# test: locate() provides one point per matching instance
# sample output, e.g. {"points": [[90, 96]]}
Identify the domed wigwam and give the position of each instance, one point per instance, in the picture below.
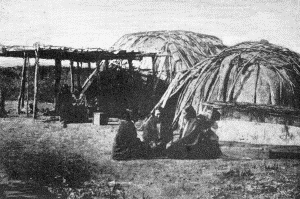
{"points": [[177, 50], [255, 86]]}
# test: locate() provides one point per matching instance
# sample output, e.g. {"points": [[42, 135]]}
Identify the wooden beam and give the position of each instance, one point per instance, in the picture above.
{"points": [[153, 66], [57, 82], [78, 77], [130, 64], [22, 90], [72, 75], [106, 64], [35, 94], [27, 93]]}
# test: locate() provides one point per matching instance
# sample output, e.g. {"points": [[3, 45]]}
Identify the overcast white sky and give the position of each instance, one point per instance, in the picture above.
{"points": [[99, 23]]}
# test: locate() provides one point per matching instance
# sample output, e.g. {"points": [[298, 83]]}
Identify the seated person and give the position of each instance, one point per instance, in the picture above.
{"points": [[126, 144], [197, 140], [151, 129]]}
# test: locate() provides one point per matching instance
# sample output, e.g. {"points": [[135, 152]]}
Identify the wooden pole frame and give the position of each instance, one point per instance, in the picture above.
{"points": [[27, 93], [78, 70], [72, 75], [23, 81], [36, 85], [57, 82]]}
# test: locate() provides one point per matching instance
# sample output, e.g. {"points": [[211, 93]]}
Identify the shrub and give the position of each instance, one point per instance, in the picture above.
{"points": [[45, 164]]}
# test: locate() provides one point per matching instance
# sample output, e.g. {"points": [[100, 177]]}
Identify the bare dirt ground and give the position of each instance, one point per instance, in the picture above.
{"points": [[243, 171]]}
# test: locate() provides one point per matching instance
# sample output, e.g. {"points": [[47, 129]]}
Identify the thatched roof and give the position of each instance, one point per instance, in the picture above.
{"points": [[178, 50], [250, 74], [67, 53]]}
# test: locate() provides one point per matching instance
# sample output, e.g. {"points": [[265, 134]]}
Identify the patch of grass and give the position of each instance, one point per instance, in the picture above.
{"points": [[67, 163]]}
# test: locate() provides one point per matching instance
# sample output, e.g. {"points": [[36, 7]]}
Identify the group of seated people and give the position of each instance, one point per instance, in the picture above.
{"points": [[197, 139]]}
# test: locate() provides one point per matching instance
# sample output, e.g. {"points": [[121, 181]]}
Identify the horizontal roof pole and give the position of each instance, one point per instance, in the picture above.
{"points": [[64, 53]]}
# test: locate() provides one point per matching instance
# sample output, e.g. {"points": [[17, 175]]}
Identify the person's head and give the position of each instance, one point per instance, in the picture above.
{"points": [[65, 88], [127, 115], [157, 113], [214, 114], [189, 113]]}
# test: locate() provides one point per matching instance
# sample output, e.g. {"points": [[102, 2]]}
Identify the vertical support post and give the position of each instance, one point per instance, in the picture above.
{"points": [[154, 81], [153, 66], [130, 64], [98, 84], [22, 90], [72, 75], [35, 94], [78, 77], [106, 64], [27, 94], [57, 82]]}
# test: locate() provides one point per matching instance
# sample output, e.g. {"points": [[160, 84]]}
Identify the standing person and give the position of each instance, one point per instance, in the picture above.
{"points": [[2, 102], [151, 129], [126, 143], [65, 106], [197, 140]]}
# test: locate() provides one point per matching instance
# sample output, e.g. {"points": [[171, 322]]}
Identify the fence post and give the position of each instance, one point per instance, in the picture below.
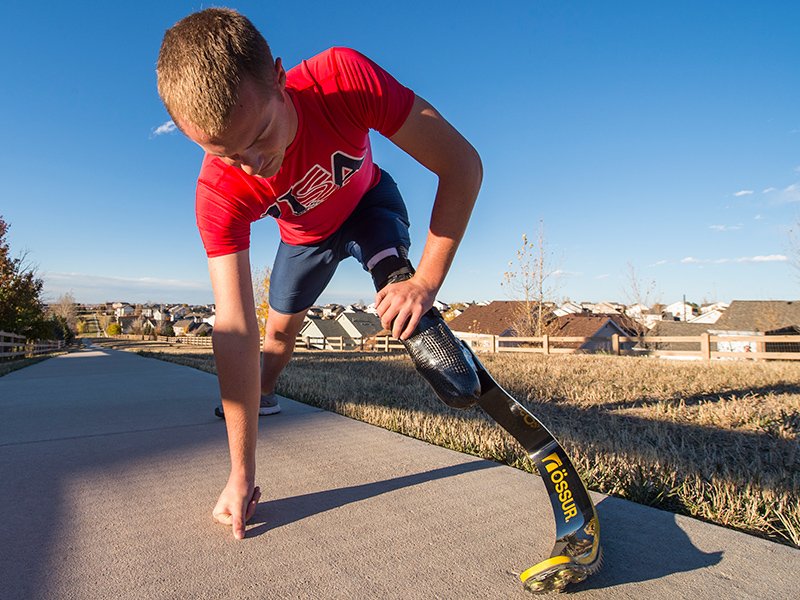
{"points": [[705, 346]]}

=-=-=

Repeat the preceding records precisely, and leave every picture out of the copy.

# test: locate() provides one point per matching instance
# sample output, e.g. {"points": [[90, 96]]}
Identify the domed wigwam and give the position of each instance, one point per instance, in the picture below.
{"points": [[177, 50], [255, 86]]}
# test: locate() provides one point per matching instance
# sample output, e.g. {"points": [[42, 135]]}
Identify the wooden beam and give the position of each instance, one point per instance, in the picture above.
{"points": [[153, 66], [57, 82], [78, 77], [130, 64], [22, 90], [72, 75], [106, 64], [35, 94], [27, 93]]}
# test: locate() provides one point per matching instance
# sample output, e.g. {"points": [[3, 45]]}
Identify the overcast white sky and give the position of each instance, one point per instance, in the picture above.
{"points": [[99, 23]]}
# test: locate() provides one point per matching instance
# sample output, e.g. {"points": [[298, 83]]}
Identify the seated person and give the position of each instance, one point per instance, in the picture above.
{"points": [[126, 144], [197, 140], [151, 129]]}
# test: locate() provides one point per matching instance
# sample output, e.g. {"points": [[135, 152]]}
Identify the wooden pole frame and give the position of each instance, one point per instance, in the picture above.
{"points": [[27, 93], [78, 70], [72, 75], [23, 81], [36, 85], [57, 82]]}
# test: locate() provides one point per matching instance
# sample output, e.g. {"points": [[211, 93]]}
Identify the shrub and give the position of each instance, one point per instance, in the picture above.
{"points": [[45, 164]]}
# test: locate() provides one point per matching instance
# sample output, e.g. {"points": [[100, 177]]}
Identify the bare dirt ground and give the position of each instance, one point per instance, in the picture above.
{"points": [[243, 171]]}
# test: locate() provides one point per matching instance
# sample output, e.g. {"points": [[47, 129]]}
Identify the thatched roof and give the position of each instance, one point per instance, in the picture above.
{"points": [[178, 50], [250, 74], [67, 53]]}
# test: locate() provides one point per matching instance
# sample output, e.g. {"points": [[265, 134]]}
Identify the patch of grass and give the position of each instance, one point per instance, in the picture above.
{"points": [[67, 163]]}
# test: locate() provides one point per matching instance
# sample output, e.g. {"points": [[36, 7]]}
Identify the group of seated people and give the position of each instance, one point per instance, in the picture above.
{"points": [[197, 139]]}
# test: locate() provides one point per matching instance
# sample output, e.g. {"points": [[121, 181]]}
Identify the horizontal roof pole and give the position of each instance, one point per instance, in the picture above.
{"points": [[64, 53]]}
# test: locate() provides one point per matching instance
# sample output, e.g. {"points": [[17, 175]]}
Identify the person's head and give the position of each instance, one point per instance, in the picture above.
{"points": [[65, 88], [127, 115], [157, 113], [214, 114], [189, 113]]}
# test: locate() provides one point per matching instance
# sample output, e.g. {"points": [[102, 2]]}
Identify the vertical support post and give the position of each instance, one point per instance, in the picture above.
{"points": [[154, 81], [153, 66], [130, 64], [98, 84], [22, 90], [72, 75], [35, 94], [78, 77], [106, 64], [27, 94], [57, 82]]}
# test: locate() provides one point per matching instance
# sample output, e.g. {"points": [[160, 84]]}
Identify the standing person and give the position of each instance, one point per instance, in the picture above.
{"points": [[2, 102], [151, 129], [126, 143], [65, 106], [197, 140]]}
# test: locate() provides one point per matching instance
# sample output, e.g. {"points": [[171, 322]]}
Identify the fence post and give the position of each instance, one point per instance, in the picture below.
{"points": [[705, 346]]}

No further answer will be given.